§ **Goal**:
Copy the lines below word for word, starting at the line with "Exercise. Point out the pole" and ending with the line with "point(22, 3)", both included.

§ **Provided data**:
—————

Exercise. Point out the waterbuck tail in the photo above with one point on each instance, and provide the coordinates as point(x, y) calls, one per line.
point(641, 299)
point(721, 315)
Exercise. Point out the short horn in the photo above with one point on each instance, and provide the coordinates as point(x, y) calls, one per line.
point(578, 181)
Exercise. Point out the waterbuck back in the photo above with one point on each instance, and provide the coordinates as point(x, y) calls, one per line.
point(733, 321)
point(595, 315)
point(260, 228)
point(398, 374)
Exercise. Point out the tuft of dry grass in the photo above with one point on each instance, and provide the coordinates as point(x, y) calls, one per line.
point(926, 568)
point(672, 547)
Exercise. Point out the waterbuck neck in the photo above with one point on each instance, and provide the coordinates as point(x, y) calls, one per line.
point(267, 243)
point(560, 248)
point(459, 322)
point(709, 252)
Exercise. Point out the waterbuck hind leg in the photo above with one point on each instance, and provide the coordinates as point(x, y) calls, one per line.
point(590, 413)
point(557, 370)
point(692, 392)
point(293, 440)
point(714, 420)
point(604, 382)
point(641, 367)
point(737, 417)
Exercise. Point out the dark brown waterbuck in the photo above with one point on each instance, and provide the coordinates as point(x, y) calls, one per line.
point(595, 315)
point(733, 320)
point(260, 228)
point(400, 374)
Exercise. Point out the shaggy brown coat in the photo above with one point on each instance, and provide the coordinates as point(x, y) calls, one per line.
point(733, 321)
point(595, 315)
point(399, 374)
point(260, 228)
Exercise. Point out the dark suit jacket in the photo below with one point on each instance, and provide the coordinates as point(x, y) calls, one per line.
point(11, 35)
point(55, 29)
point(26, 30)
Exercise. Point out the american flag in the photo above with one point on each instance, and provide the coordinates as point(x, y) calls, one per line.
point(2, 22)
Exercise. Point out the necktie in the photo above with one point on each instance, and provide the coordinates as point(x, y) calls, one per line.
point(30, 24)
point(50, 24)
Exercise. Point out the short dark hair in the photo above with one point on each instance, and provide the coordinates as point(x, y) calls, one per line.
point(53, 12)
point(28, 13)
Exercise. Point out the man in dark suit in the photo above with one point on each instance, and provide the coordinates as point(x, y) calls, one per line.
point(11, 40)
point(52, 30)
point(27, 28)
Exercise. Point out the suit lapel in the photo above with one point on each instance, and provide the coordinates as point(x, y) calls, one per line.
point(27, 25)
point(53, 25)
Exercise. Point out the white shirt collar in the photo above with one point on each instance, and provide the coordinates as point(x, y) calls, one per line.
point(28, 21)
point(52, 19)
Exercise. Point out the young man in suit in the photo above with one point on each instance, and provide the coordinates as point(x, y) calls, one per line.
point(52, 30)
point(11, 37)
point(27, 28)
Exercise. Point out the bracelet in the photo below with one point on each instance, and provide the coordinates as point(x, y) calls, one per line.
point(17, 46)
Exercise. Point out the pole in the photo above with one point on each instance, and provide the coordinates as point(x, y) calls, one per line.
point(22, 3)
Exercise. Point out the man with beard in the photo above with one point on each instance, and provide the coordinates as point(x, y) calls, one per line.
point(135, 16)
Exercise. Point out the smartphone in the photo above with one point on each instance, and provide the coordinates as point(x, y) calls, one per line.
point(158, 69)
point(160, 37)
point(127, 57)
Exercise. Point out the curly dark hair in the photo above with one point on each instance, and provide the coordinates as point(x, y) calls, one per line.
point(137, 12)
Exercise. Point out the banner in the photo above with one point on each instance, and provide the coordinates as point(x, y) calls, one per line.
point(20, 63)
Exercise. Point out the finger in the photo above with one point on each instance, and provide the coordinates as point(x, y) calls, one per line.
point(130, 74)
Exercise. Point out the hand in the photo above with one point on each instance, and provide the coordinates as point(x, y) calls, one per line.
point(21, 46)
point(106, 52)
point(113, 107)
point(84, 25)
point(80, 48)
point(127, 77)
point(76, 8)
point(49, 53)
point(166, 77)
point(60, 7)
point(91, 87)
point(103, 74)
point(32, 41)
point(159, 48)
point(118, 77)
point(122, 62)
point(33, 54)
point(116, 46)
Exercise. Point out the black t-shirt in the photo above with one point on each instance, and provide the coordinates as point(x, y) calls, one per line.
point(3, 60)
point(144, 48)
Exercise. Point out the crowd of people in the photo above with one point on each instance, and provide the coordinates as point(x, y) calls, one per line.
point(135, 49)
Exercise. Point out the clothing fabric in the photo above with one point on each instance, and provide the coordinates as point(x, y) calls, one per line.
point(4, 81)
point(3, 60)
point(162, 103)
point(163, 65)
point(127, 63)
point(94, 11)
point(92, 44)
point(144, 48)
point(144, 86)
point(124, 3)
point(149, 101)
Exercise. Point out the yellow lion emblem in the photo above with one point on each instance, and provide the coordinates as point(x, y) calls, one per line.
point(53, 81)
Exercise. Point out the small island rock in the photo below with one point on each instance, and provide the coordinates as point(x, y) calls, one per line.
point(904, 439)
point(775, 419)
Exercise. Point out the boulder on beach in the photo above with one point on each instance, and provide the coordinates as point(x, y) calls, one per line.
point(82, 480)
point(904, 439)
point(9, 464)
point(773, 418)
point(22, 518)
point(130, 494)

—————

§ **Written reply**:
Exercise. Point out the pole in the photo above with one point on each instance, and provide the coordinates as point(x, y) calls, one per line.
point(22, 3)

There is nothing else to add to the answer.